PROBLEM REQUIREMENTS: Check every line of the entries for "brown", and copy the lines that hold it.

[Dataset excerpts]
=== Begin Enclosure ===
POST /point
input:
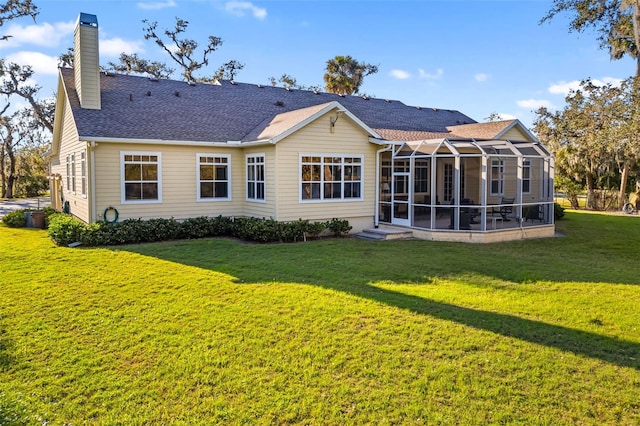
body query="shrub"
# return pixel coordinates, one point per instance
(65, 229)
(15, 219)
(255, 229)
(196, 227)
(338, 227)
(558, 211)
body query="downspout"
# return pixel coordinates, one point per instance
(376, 220)
(92, 177)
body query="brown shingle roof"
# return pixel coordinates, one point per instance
(136, 107)
(410, 135)
(480, 130)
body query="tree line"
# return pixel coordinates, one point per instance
(25, 134)
(595, 137)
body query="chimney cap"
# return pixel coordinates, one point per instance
(87, 20)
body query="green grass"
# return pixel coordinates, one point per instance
(328, 332)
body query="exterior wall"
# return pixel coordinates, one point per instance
(179, 182)
(316, 138)
(69, 144)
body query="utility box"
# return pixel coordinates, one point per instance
(35, 219)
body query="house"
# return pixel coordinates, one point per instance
(145, 148)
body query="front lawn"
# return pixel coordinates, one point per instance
(329, 332)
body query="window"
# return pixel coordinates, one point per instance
(448, 182)
(73, 173)
(255, 177)
(331, 177)
(141, 177)
(213, 177)
(526, 176)
(421, 176)
(83, 173)
(497, 177)
(68, 172)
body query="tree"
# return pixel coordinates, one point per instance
(344, 75)
(617, 23)
(23, 142)
(15, 82)
(494, 116)
(134, 64)
(593, 136)
(13, 9)
(182, 51)
(287, 81)
(229, 70)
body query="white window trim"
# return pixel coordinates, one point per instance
(229, 185)
(264, 182)
(123, 194)
(68, 169)
(83, 173)
(526, 164)
(73, 173)
(322, 182)
(500, 166)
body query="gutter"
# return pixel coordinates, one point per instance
(228, 144)
(376, 209)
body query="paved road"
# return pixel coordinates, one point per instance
(7, 206)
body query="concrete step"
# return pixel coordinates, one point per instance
(381, 234)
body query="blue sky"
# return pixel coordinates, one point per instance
(475, 56)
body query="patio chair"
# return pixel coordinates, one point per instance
(507, 209)
(533, 213)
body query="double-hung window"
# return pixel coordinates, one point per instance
(330, 177)
(255, 177)
(68, 172)
(83, 173)
(526, 176)
(73, 173)
(214, 181)
(141, 177)
(497, 177)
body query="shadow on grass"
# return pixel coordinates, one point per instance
(288, 263)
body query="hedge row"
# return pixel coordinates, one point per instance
(65, 229)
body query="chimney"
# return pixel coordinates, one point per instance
(85, 61)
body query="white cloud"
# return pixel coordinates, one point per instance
(425, 75)
(156, 5)
(116, 46)
(239, 8)
(41, 63)
(535, 103)
(46, 34)
(400, 74)
(563, 87)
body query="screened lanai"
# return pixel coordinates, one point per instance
(466, 185)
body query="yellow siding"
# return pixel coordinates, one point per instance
(316, 138)
(179, 180)
(69, 144)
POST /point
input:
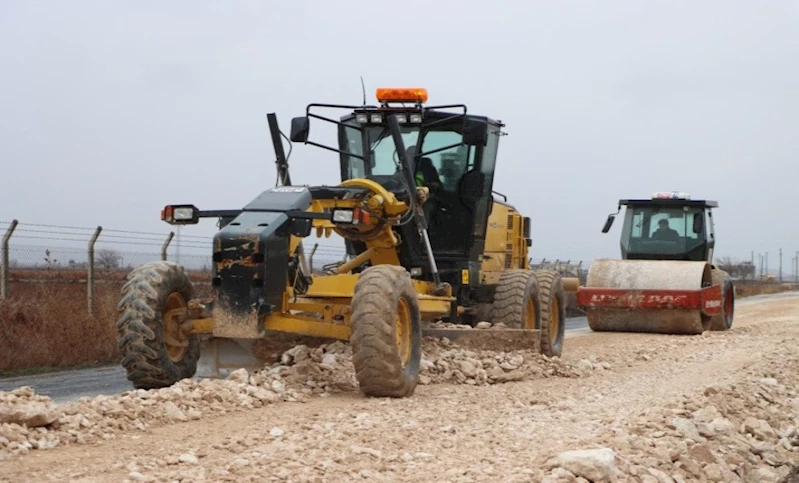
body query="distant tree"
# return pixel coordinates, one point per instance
(108, 259)
(737, 269)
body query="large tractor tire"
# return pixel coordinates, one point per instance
(157, 350)
(723, 321)
(386, 332)
(553, 312)
(517, 300)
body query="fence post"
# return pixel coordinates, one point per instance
(166, 245)
(90, 275)
(5, 267)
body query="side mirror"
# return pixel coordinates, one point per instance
(475, 133)
(180, 214)
(699, 223)
(299, 129)
(608, 223)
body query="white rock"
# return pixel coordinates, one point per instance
(759, 428)
(173, 412)
(32, 414)
(188, 459)
(136, 476)
(278, 386)
(687, 429)
(593, 464)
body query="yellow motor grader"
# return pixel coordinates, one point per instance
(426, 240)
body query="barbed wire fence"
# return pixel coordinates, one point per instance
(50, 253)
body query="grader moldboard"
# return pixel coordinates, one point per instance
(666, 281)
(445, 250)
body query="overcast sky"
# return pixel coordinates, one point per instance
(113, 109)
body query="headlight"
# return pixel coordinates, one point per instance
(342, 216)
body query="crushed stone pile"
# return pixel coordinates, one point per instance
(745, 432)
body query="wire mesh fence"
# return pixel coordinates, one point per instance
(47, 252)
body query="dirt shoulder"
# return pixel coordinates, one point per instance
(717, 407)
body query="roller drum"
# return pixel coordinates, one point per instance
(648, 275)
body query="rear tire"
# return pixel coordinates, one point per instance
(386, 332)
(155, 351)
(724, 320)
(553, 312)
(517, 301)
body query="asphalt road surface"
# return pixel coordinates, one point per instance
(70, 385)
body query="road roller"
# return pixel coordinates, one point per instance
(666, 281)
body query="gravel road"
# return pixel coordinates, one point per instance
(617, 407)
(109, 380)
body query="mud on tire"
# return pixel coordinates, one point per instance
(515, 290)
(553, 312)
(724, 320)
(150, 361)
(385, 302)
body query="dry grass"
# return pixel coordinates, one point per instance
(47, 324)
(748, 288)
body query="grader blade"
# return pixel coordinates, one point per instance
(219, 357)
(657, 296)
(489, 339)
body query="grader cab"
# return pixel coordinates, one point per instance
(425, 237)
(666, 281)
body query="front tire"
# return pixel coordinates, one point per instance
(386, 332)
(157, 350)
(553, 312)
(517, 300)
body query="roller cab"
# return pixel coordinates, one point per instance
(665, 281)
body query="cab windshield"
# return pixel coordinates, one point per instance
(661, 230)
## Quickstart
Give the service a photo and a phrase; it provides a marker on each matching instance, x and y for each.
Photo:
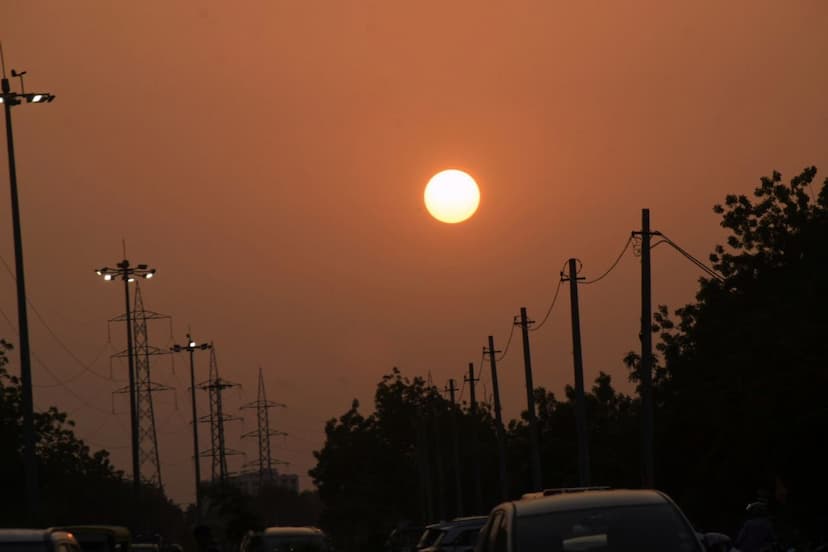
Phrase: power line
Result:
(614, 264)
(703, 267)
(60, 383)
(87, 367)
(508, 342)
(549, 310)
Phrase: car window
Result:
(487, 539)
(294, 543)
(467, 537)
(501, 535)
(645, 528)
(429, 537)
(24, 547)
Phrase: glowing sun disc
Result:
(452, 196)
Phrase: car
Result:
(37, 540)
(286, 539)
(404, 538)
(564, 520)
(99, 538)
(457, 535)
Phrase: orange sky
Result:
(270, 161)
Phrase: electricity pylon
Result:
(148, 454)
(263, 433)
(216, 418)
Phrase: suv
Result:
(607, 520)
(286, 539)
(37, 540)
(99, 538)
(457, 535)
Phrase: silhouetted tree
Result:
(741, 404)
(76, 485)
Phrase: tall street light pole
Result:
(128, 274)
(191, 347)
(10, 99)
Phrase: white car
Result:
(568, 520)
(37, 540)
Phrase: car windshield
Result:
(645, 528)
(429, 537)
(294, 543)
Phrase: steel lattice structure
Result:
(149, 457)
(263, 433)
(218, 451)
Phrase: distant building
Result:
(250, 482)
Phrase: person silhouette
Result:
(757, 533)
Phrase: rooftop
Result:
(292, 531)
(587, 499)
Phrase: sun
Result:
(452, 196)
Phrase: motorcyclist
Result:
(757, 533)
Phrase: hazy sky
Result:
(269, 159)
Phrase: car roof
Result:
(114, 530)
(468, 520)
(33, 535)
(587, 499)
(274, 531)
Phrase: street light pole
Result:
(10, 99)
(128, 273)
(191, 347)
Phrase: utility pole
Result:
(263, 433)
(423, 465)
(537, 476)
(191, 347)
(646, 364)
(501, 437)
(456, 451)
(10, 99)
(478, 491)
(580, 406)
(434, 417)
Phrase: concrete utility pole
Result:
(537, 476)
(501, 437)
(436, 432)
(423, 465)
(456, 451)
(646, 363)
(478, 491)
(580, 406)
(9, 99)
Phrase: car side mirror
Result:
(716, 542)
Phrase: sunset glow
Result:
(452, 196)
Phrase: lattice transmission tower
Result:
(218, 450)
(263, 433)
(148, 454)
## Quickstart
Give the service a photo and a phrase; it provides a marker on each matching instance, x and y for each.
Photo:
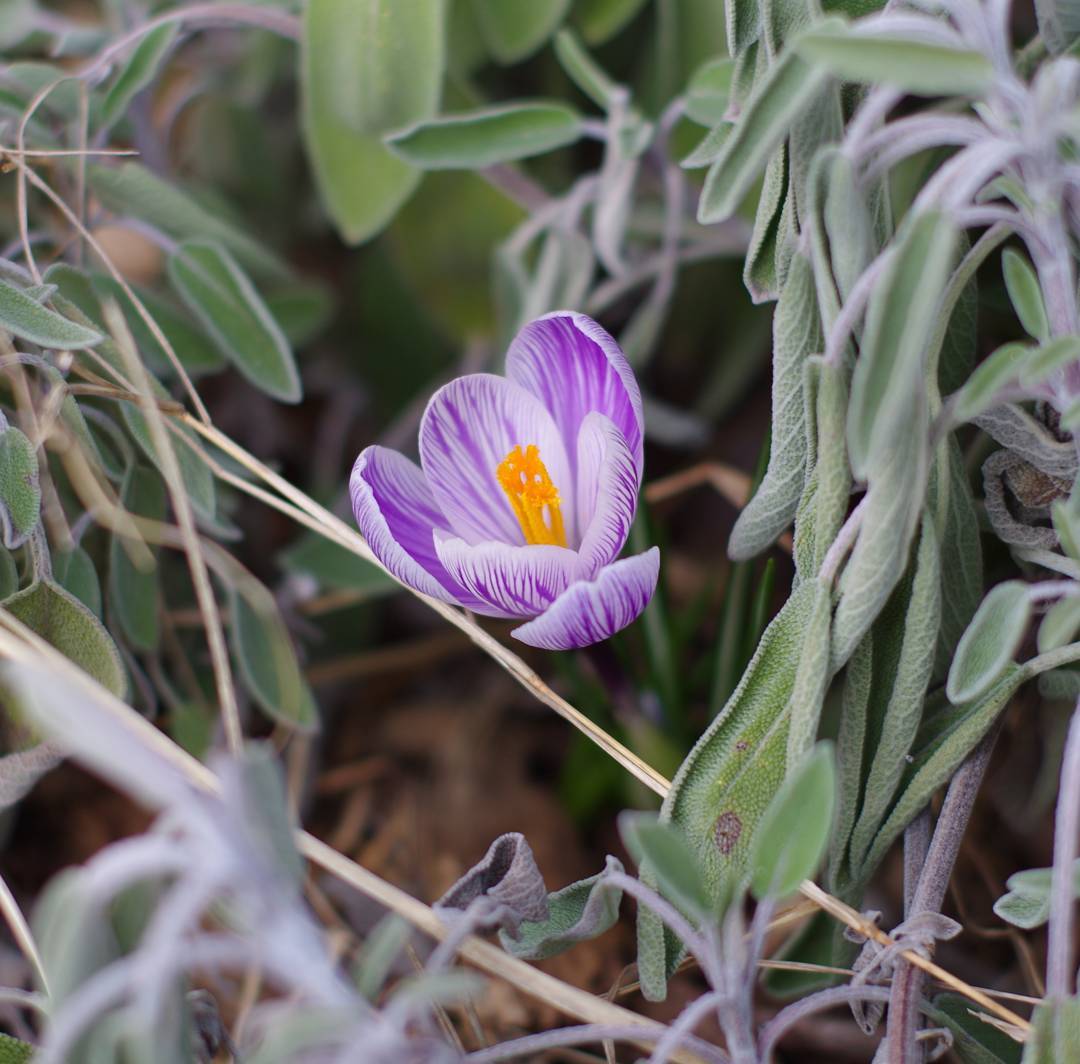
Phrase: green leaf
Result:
(974, 1041)
(134, 592)
(75, 571)
(1027, 903)
(267, 659)
(22, 315)
(397, 46)
(379, 953)
(601, 19)
(909, 64)
(948, 742)
(901, 314)
(515, 30)
(709, 92)
(1026, 294)
(1051, 357)
(1061, 624)
(584, 71)
(19, 487)
(72, 629)
(334, 566)
(473, 139)
(218, 293)
(726, 782)
(582, 911)
(131, 190)
(137, 72)
(664, 850)
(990, 641)
(791, 839)
(1055, 1032)
(905, 638)
(796, 335)
(13, 1051)
(778, 100)
(1000, 369)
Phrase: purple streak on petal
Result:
(396, 514)
(469, 428)
(591, 610)
(607, 494)
(575, 366)
(511, 581)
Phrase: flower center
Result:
(532, 496)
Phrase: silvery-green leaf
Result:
(584, 71)
(514, 30)
(75, 571)
(900, 319)
(19, 487)
(961, 555)
(790, 842)
(137, 71)
(71, 628)
(380, 952)
(601, 19)
(1061, 623)
(267, 659)
(582, 911)
(397, 45)
(905, 637)
(832, 471)
(1027, 903)
(879, 557)
(778, 100)
(850, 743)
(709, 92)
(728, 779)
(219, 294)
(1015, 429)
(993, 637)
(974, 1041)
(759, 267)
(1051, 357)
(948, 743)
(661, 847)
(1055, 1032)
(473, 139)
(505, 876)
(796, 335)
(22, 315)
(913, 65)
(997, 372)
(132, 190)
(1026, 295)
(134, 593)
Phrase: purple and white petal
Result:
(608, 481)
(510, 581)
(468, 429)
(574, 366)
(591, 610)
(396, 514)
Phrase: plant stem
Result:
(929, 893)
(1060, 959)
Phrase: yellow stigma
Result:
(530, 492)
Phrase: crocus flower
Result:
(526, 490)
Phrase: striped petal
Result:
(574, 366)
(608, 481)
(591, 610)
(469, 428)
(397, 515)
(509, 581)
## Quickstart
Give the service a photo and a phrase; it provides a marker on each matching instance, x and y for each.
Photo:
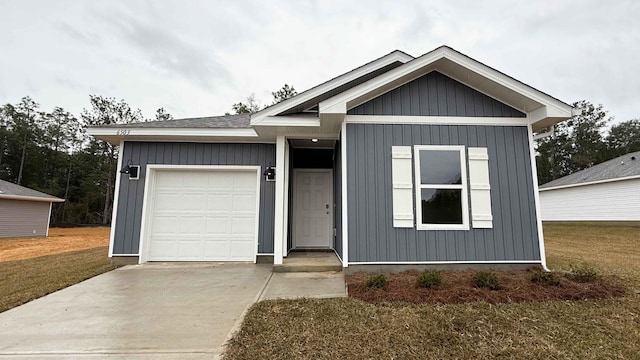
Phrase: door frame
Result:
(294, 196)
(148, 199)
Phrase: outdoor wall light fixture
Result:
(270, 173)
(132, 170)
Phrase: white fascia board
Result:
(29, 198)
(301, 121)
(125, 132)
(396, 56)
(591, 183)
(339, 103)
(436, 120)
(116, 196)
(536, 198)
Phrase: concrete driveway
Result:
(160, 311)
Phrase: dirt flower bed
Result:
(457, 288)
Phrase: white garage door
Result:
(203, 215)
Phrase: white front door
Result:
(313, 209)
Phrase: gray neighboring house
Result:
(404, 161)
(24, 211)
(609, 191)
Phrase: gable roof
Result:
(321, 109)
(623, 167)
(327, 89)
(239, 121)
(543, 110)
(16, 192)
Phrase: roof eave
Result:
(548, 111)
(305, 96)
(30, 198)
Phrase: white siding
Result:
(612, 201)
(23, 218)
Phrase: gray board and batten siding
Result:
(372, 237)
(435, 94)
(130, 198)
(19, 218)
(337, 201)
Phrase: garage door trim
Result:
(147, 202)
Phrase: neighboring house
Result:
(401, 161)
(24, 211)
(609, 191)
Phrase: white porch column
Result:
(278, 229)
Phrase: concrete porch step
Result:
(309, 261)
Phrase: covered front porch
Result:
(308, 201)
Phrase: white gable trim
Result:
(125, 132)
(355, 96)
(436, 120)
(591, 183)
(290, 121)
(396, 56)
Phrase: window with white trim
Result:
(441, 187)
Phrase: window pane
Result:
(441, 206)
(440, 167)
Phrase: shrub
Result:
(430, 279)
(378, 281)
(545, 278)
(583, 274)
(485, 279)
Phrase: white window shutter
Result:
(402, 180)
(480, 188)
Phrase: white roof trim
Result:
(125, 132)
(259, 117)
(29, 198)
(591, 183)
(289, 121)
(340, 103)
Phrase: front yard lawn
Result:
(25, 280)
(353, 329)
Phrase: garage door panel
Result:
(216, 250)
(163, 248)
(218, 226)
(190, 248)
(190, 226)
(221, 180)
(242, 225)
(244, 202)
(219, 202)
(239, 249)
(166, 201)
(165, 225)
(203, 216)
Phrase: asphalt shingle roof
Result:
(224, 121)
(622, 166)
(11, 189)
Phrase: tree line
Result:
(49, 151)
(587, 139)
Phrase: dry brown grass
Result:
(60, 240)
(25, 280)
(612, 249)
(352, 329)
(458, 288)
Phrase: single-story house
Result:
(402, 161)
(24, 211)
(609, 191)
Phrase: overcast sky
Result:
(197, 58)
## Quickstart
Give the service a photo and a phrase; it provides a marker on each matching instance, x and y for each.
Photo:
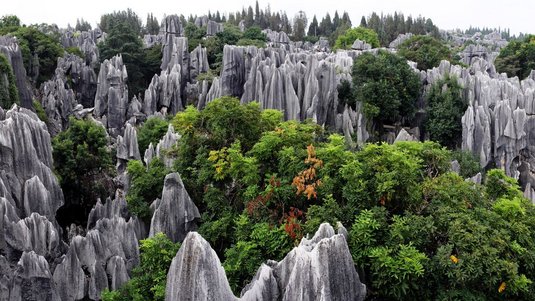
=== End Enclosure ===
EXERCISE SOLUTION:
body query="brown shingle roof"
Phrase: dry brown grass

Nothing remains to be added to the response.